▶ **Work to complete**
Each entry must be restated word for word.

▶ **Data records**
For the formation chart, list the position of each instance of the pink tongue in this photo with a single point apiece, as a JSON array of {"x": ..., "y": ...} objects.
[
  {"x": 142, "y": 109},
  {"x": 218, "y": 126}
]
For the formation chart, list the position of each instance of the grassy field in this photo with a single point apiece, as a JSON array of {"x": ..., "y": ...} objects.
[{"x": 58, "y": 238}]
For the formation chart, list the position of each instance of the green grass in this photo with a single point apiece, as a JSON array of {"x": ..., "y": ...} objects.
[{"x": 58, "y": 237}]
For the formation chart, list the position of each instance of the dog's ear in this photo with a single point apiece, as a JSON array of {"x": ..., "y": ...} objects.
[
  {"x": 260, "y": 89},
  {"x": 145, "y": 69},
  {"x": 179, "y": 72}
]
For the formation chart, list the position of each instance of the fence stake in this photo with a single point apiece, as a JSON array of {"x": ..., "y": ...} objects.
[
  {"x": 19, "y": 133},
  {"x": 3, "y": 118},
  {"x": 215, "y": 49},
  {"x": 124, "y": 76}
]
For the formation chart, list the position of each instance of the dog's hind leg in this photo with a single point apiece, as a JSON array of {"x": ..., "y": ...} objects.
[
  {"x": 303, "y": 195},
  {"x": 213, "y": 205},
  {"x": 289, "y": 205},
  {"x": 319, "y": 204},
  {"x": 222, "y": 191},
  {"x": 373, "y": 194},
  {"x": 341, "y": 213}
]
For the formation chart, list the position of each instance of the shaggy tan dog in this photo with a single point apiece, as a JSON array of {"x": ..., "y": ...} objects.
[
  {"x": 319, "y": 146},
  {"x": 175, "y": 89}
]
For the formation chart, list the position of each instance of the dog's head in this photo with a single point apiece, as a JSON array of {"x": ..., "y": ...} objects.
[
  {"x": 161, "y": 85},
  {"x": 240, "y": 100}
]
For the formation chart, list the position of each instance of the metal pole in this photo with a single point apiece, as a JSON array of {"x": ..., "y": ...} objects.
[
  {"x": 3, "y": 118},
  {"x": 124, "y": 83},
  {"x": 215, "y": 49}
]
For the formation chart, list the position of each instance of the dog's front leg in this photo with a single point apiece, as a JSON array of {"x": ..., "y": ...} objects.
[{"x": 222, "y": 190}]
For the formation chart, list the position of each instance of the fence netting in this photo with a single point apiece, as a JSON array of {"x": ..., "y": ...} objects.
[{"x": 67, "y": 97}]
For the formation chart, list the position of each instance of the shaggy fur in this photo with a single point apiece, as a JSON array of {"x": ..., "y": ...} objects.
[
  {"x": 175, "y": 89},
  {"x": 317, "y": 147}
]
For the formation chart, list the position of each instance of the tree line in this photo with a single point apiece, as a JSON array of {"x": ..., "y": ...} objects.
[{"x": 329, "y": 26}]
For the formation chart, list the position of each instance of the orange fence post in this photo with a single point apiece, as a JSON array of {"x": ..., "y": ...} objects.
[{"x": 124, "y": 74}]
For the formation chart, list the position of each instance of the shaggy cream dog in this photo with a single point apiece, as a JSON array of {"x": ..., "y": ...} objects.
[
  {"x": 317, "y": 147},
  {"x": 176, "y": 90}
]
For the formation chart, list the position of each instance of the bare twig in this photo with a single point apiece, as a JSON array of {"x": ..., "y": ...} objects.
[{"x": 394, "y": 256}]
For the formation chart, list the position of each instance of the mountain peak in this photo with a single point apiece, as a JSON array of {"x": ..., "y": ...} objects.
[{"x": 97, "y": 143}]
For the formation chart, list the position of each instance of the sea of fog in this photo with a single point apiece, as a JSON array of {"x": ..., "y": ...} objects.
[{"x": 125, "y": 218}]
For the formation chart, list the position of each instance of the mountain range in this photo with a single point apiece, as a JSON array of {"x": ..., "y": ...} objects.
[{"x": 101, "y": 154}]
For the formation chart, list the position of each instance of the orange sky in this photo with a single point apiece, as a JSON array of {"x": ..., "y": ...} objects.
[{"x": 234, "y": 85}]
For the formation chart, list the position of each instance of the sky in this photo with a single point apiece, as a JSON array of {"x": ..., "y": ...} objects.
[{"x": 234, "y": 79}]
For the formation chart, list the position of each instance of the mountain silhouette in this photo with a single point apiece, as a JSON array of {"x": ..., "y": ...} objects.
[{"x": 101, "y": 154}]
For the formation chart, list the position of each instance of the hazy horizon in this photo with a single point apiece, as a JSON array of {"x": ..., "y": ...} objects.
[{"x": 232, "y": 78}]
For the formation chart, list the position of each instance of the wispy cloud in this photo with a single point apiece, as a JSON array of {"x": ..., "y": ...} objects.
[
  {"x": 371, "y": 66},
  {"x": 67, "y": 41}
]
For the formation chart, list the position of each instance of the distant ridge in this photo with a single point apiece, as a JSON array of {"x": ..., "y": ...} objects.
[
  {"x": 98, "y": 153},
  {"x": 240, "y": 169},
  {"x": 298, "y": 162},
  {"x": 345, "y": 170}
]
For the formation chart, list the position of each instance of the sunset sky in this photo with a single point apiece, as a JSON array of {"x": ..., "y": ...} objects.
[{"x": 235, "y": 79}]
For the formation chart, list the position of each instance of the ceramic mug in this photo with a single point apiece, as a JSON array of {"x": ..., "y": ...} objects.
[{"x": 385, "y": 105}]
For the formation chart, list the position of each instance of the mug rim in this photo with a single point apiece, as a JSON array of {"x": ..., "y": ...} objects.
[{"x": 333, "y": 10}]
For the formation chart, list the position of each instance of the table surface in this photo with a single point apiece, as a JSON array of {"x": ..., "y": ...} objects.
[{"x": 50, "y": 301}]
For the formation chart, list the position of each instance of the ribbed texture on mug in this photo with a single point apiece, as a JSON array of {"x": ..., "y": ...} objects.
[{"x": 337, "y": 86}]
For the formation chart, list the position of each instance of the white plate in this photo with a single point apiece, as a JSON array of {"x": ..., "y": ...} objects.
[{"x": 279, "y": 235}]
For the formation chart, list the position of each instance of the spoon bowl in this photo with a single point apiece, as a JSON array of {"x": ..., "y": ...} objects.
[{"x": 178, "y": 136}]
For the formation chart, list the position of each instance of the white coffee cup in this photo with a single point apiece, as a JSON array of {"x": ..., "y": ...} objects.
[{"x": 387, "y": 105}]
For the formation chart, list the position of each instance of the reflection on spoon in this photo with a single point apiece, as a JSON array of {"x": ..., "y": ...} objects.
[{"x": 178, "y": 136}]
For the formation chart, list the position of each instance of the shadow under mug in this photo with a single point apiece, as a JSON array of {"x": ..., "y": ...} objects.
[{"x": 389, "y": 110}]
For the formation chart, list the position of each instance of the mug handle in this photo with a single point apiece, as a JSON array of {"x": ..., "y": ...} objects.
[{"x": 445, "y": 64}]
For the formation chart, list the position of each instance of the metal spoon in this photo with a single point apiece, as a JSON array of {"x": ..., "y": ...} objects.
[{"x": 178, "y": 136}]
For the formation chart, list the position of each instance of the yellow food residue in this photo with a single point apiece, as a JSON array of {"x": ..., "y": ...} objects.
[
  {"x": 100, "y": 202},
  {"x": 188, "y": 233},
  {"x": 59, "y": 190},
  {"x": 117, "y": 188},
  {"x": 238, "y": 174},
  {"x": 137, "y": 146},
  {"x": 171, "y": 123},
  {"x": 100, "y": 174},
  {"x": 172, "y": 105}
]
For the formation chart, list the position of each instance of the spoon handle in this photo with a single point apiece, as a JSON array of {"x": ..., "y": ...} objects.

▶ **Answer space**
For the formation chart, list the position of each instance of the pink tongue in this photo with a single point apiece, as a JSON array of {"x": ..., "y": ...} objects.
[
  {"x": 142, "y": 109},
  {"x": 218, "y": 126}
]
For the formation chart, list the position of each instance of the grassy field in this photo with a single point apiece, as a JSON array of {"x": ..., "y": ...} objects.
[{"x": 58, "y": 238}]
For the formation chart, list the position of each instance of the green grass in this photo with a single point apiece, as a JSON array of {"x": ..., "y": ...} objects.
[{"x": 58, "y": 237}]
For the formation chart, list the position of each instance of the dog's ear in this photo with a single point apiece, as a JSON array of {"x": ..., "y": ...} objects.
[
  {"x": 260, "y": 89},
  {"x": 145, "y": 69},
  {"x": 179, "y": 72}
]
For the formation chart, list the position of each instance of the fence stake in this photo with a single point apiece, as a JSON array of {"x": ..., "y": ...} objects.
[
  {"x": 19, "y": 133},
  {"x": 3, "y": 118},
  {"x": 215, "y": 49},
  {"x": 124, "y": 76}
]
For the formation chart, list the position of each instance of the dog's hind leg in this photo with a single point apiece, as a JSON array of {"x": ..., "y": ...} objects.
[
  {"x": 303, "y": 195},
  {"x": 213, "y": 205},
  {"x": 289, "y": 205},
  {"x": 319, "y": 204},
  {"x": 222, "y": 191},
  {"x": 373, "y": 194},
  {"x": 341, "y": 213}
]
For the formation chart, list the position of each instance of the shaggy tan dog in this photo with a single point apiece, as a JSON array of {"x": ..., "y": ...} objects.
[
  {"x": 319, "y": 146},
  {"x": 175, "y": 89}
]
For the formation chart, list the position of each instance of the dog's head in this photo with a single point apiece, as a JSON array of {"x": ..., "y": ...} objects.
[
  {"x": 161, "y": 85},
  {"x": 240, "y": 100}
]
For the formation chart, list the position of each instance of the metal pole in this photo with a single point apiece, as a JSON array of {"x": ..., "y": ...} objects.
[
  {"x": 3, "y": 118},
  {"x": 124, "y": 83},
  {"x": 215, "y": 49}
]
For the formation chart, list the position of each instance of the dog's front leg in this photo with a single point apiece, as a JSON array of {"x": ..., "y": ...} objects.
[{"x": 222, "y": 190}]
For the formation chart, list the position of each instance of the fence netting in this photo with a single point apiece, as a JSON array of {"x": ..., "y": ...} objects.
[{"x": 67, "y": 97}]
For the formation chart, list the position of each instance of the shaggy fur in this photo with a single point apiece, as a JSON array of {"x": ..., "y": ...} objects.
[
  {"x": 175, "y": 89},
  {"x": 317, "y": 147}
]
For the formation chart, list the position of each instance of the tree line in this photo with a single point apiece, as a JSON array of {"x": ..., "y": ...} objects.
[{"x": 329, "y": 26}]
For the formation chart, list the position of each instance of the orange fence post in this photo with a single point apiece, as a JSON array of {"x": ..., "y": ...} objects.
[{"x": 124, "y": 74}]
For the formation chart, list the position of each instance of the shaggy cream dog in this photo with a single point apiece, as a JSON array of {"x": ..., "y": ...} objects.
[
  {"x": 317, "y": 147},
  {"x": 176, "y": 90}
]
For the formation chart, list the position of each instance of the bare twig in this photo with a single point apiece, as a JSON array of {"x": ..., "y": ...} objects.
[{"x": 394, "y": 256}]
For the formation chart, list the position of each instance of the mountain peak in this photo with a single point apiece, as a JSON array of {"x": ..., "y": ...} objects.
[{"x": 97, "y": 143}]
For the formation chart, list the position of each instance of the sea of fog in this photo with a single point apiece, as a JSON array of {"x": ..., "y": ...} objects.
[{"x": 125, "y": 218}]
For the formation chart, list the position of each instance of the mountain range in this photo with a single point apiece, as a JSON array of {"x": ..., "y": ...} objects.
[{"x": 101, "y": 154}]
For the formation chart, list the position of each instance of the orange sky in this photo with a single point apiece, as a JSON array of {"x": ..., "y": ...} objects.
[{"x": 234, "y": 85}]
For the formation chart, list the position of each instance of the sky in this photo with a single point apiece, as a JSON array of {"x": ..., "y": ...} objects.
[{"x": 234, "y": 79}]
For the formation chart, list the position of each instance of the mountain silhouette in this photo with a single point apiece, as a JSON array of {"x": ..., "y": ...} objects.
[{"x": 101, "y": 154}]
For the formation chart, list the position of each instance of the hazy horizon in this photo with a single point apiece, as a JSON array of {"x": ..., "y": ...} objects.
[{"x": 232, "y": 78}]
For the formation chart, list the position of each instance of the wispy cloud in this photo with a single point apiece, as a JSON array of {"x": ..., "y": ...} objects.
[
  {"x": 371, "y": 66},
  {"x": 67, "y": 41}
]
For the formation chart, list the position of each instance of the distant ridge in this photo with a single point apiece, as a JSON array of {"x": ..., "y": ...} objects.
[
  {"x": 98, "y": 153},
  {"x": 240, "y": 169},
  {"x": 298, "y": 162},
  {"x": 345, "y": 170}
]
For the formation chart, list the position of each instance of the sunset sky in this photo with a single point apiece, as a JSON array of {"x": ..., "y": ...} objects.
[{"x": 235, "y": 79}]
For the formation chart, list the position of each instance of the ceramic mug in this photo with a single point apiece, as a JSON array of {"x": ..., "y": ...} objects.
[{"x": 385, "y": 105}]
For the formation chart, list the position of each instance of the mug rim in this photo with a single point apiece, as a JSON array of {"x": ..., "y": ...} objects.
[{"x": 333, "y": 10}]
For the formation chart, list the position of each instance of the table surface in this photo with a single point apiece, as a JSON array of {"x": ..., "y": ...} objects.
[{"x": 50, "y": 301}]
For the formation chart, list the position of each instance of the ribbed texture on mug in this photo with a single point apiece, as a JSON array of {"x": ..., "y": ...} objects.
[{"x": 337, "y": 86}]
For the formation chart, list the position of each instance of the white plate in this photo with a single point apiece, as a JSON array of {"x": ..., "y": ...} objects.
[{"x": 279, "y": 235}]
For the formation chart, list the position of each instance of the spoon bowl in this photo with a single point apiece, as a JSON array of {"x": ..., "y": ...} objects.
[{"x": 178, "y": 136}]
For the formation chart, list the position of each instance of the white coffee cup in this photo with a single point apiece, as a JSON array of {"x": ..., "y": ...} objects.
[{"x": 387, "y": 105}]
For the formation chart, list the position of each instance of the reflection on spoon in this photo with a single point apiece, as a JSON array of {"x": ..., "y": ...} objects.
[{"x": 178, "y": 136}]
For the formation chart, list the position of each instance of the shadow under mug in this photo with a single point apiece, as a JSON array of {"x": ..., "y": ...} objects.
[{"x": 389, "y": 110}]
For the formation chart, list the position of each instance of the mug handle in this photo with a single point apiece, as a JSON array of {"x": ..., "y": ...} objects.
[{"x": 445, "y": 64}]
For the formation chart, list the position of each instance of the metal spoon in this photo with a single point apiece, as a JSON array of {"x": ..., "y": ...} objects.
[{"x": 178, "y": 136}]
For the formation chart, list the position of each instance of the yellow food residue in this photo with a single point apiece, as a JSON array of {"x": ..., "y": ...} objects.
[
  {"x": 100, "y": 202},
  {"x": 188, "y": 233},
  {"x": 59, "y": 190},
  {"x": 117, "y": 188},
  {"x": 238, "y": 174},
  {"x": 137, "y": 146},
  {"x": 171, "y": 123},
  {"x": 100, "y": 174},
  {"x": 172, "y": 105}
]
For the formation chart, list the position of each instance of the spoon handle in this photo with a single point apiece, as a JSON array of {"x": ..., "y": ...} objects.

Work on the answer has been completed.